▸ INSTRUCTIONS TO FOLLOW: Report every line in the entries below that contains the string "gravestone", matching case exactly.

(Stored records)
==================================================
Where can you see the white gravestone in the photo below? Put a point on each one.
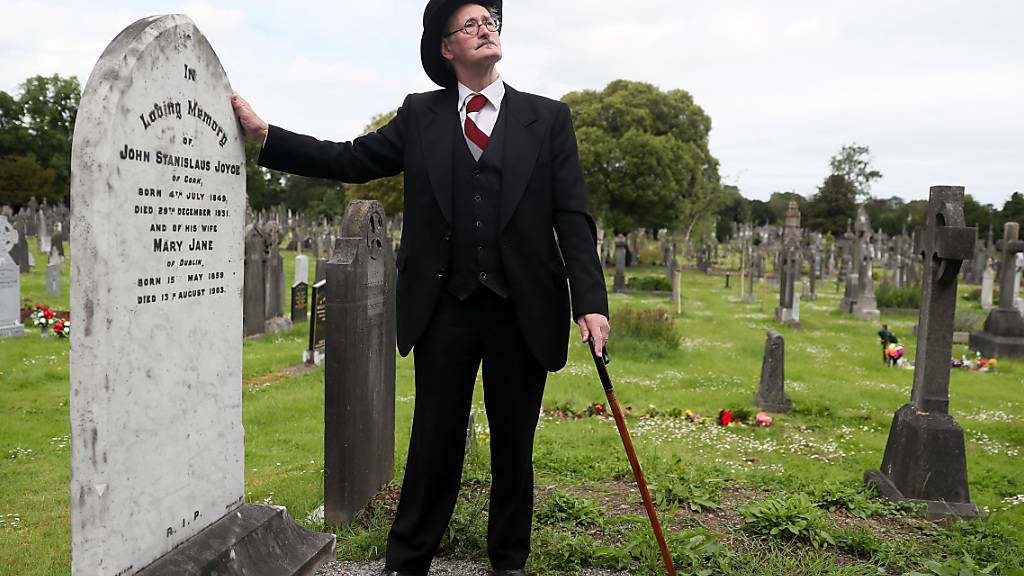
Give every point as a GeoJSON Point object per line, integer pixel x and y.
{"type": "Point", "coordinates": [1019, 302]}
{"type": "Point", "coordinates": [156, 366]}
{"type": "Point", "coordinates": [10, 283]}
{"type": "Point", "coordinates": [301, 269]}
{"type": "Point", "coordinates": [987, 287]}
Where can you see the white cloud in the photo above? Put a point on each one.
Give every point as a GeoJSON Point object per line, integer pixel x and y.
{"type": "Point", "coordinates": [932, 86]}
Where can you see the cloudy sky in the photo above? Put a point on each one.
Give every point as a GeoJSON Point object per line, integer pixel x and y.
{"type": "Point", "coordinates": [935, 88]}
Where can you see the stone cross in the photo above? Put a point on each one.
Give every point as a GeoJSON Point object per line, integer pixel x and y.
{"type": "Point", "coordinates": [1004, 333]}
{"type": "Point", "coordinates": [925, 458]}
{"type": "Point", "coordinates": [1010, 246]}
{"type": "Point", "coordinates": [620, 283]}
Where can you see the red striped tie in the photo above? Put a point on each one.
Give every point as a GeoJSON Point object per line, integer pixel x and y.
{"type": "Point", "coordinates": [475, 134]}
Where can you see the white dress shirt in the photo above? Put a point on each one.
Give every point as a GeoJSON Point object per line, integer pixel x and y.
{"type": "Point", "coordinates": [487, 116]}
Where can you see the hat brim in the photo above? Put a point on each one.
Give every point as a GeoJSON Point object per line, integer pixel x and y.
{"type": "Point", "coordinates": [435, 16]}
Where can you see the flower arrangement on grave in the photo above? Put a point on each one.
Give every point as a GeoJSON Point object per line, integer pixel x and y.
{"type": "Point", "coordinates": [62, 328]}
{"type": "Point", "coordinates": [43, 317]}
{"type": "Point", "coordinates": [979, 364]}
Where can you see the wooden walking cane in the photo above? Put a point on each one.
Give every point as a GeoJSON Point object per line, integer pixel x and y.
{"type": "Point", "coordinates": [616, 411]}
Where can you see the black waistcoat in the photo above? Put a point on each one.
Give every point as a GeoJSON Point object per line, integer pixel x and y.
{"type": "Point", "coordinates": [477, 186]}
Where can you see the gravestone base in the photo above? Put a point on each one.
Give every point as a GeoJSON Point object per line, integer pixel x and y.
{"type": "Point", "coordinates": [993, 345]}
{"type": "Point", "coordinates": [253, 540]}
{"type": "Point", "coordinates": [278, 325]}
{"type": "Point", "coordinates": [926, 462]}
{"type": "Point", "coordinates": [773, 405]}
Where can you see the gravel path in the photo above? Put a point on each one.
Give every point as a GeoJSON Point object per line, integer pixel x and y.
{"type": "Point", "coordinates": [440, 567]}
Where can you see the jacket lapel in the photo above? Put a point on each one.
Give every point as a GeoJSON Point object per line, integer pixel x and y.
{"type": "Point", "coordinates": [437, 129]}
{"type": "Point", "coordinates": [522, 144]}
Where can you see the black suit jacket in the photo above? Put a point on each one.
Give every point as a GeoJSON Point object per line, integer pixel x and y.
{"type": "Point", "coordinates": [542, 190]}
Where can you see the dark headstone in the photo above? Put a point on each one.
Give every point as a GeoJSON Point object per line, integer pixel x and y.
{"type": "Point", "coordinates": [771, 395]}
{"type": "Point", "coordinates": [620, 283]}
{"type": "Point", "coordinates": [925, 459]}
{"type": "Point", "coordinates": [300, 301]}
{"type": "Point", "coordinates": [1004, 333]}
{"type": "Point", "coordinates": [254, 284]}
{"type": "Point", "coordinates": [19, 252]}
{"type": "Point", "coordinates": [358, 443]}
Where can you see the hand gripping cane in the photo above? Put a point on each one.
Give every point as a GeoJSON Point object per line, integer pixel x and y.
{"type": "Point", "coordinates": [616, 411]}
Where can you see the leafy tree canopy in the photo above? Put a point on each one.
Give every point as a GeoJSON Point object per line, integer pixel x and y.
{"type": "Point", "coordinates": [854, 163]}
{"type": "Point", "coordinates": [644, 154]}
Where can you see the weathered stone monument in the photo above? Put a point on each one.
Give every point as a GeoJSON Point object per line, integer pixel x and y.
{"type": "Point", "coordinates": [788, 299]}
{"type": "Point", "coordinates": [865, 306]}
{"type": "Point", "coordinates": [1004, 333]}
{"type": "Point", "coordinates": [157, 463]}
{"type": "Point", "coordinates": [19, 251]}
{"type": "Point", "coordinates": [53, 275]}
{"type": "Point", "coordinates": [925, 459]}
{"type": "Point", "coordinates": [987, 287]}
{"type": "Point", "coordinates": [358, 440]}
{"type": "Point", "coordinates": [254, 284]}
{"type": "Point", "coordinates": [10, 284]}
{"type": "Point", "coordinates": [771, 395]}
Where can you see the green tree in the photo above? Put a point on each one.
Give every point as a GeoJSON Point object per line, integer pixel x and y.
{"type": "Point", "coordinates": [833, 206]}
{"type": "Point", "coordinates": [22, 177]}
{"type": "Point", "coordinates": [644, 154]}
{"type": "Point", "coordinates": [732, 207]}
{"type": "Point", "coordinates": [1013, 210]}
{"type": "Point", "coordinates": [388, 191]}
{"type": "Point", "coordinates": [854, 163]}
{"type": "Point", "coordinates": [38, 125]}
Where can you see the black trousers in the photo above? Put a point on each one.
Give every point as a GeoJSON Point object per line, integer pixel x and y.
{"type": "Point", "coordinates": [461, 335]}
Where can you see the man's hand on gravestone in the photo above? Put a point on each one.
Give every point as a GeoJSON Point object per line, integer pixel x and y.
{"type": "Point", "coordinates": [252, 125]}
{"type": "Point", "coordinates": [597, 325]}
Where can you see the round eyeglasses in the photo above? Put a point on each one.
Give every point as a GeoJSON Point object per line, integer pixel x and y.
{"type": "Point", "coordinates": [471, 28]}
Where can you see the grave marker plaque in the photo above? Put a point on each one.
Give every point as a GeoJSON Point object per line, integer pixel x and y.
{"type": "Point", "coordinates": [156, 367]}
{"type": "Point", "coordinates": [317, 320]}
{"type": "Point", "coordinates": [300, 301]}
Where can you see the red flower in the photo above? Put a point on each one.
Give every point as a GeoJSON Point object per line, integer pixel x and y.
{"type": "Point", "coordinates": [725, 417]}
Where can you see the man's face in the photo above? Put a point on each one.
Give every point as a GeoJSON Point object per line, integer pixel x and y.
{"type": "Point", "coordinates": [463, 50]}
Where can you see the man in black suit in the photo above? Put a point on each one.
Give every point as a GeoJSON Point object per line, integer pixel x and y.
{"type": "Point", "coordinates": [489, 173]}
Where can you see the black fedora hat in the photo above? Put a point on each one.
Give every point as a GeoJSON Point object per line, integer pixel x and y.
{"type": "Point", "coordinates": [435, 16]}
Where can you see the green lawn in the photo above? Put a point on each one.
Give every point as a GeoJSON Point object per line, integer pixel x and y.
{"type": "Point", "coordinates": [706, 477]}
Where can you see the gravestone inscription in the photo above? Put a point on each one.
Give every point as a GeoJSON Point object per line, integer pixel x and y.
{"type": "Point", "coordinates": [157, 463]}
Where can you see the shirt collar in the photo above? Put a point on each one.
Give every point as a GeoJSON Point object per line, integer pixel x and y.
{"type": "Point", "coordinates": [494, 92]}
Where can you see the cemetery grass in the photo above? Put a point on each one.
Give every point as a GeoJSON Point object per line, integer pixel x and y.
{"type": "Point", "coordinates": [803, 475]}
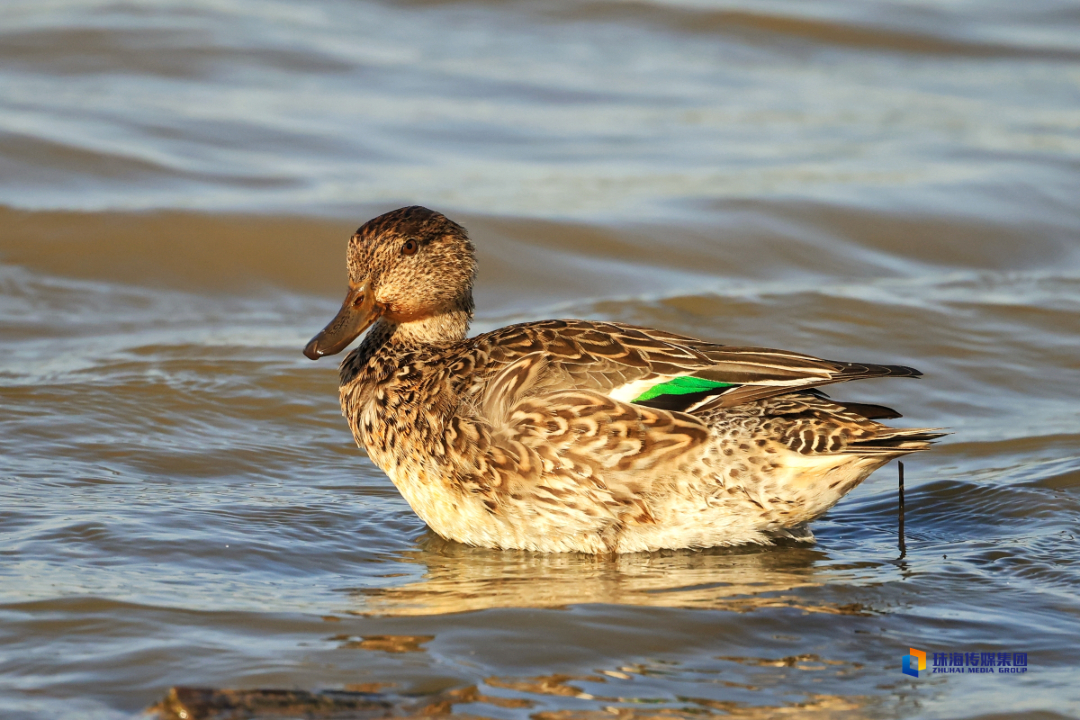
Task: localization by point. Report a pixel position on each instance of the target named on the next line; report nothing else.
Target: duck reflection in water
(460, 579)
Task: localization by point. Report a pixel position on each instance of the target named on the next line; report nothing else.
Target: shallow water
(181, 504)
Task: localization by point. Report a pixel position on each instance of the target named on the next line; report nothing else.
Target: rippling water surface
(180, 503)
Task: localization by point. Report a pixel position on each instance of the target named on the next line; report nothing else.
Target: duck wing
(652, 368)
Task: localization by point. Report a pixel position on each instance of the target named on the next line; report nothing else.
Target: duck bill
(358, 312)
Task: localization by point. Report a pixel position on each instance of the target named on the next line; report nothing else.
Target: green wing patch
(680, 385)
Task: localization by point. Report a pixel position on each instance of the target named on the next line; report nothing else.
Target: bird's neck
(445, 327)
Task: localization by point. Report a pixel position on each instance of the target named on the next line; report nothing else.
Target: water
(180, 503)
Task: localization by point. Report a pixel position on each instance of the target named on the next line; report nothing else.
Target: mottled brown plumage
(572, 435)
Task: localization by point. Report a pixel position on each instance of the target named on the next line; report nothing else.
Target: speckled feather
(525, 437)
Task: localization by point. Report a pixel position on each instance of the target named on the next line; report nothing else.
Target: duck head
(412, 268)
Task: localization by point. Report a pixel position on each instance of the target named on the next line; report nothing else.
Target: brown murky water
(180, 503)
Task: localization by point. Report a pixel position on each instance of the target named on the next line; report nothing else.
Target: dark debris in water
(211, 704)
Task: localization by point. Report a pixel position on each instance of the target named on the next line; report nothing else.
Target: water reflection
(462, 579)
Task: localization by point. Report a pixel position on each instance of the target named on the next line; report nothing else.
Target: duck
==================================================
▸ THE RESPONSE:
Where can you see the white gravestone in the photo below? Put a point on each one.
Where can you see the gravestone base in the photo above? Put a point on each one.
Where can you see the man's hand on gravestone in the photo above? Put a point on each one.
Where can you see the gravestone inscription in the photo above? Put a point on each one.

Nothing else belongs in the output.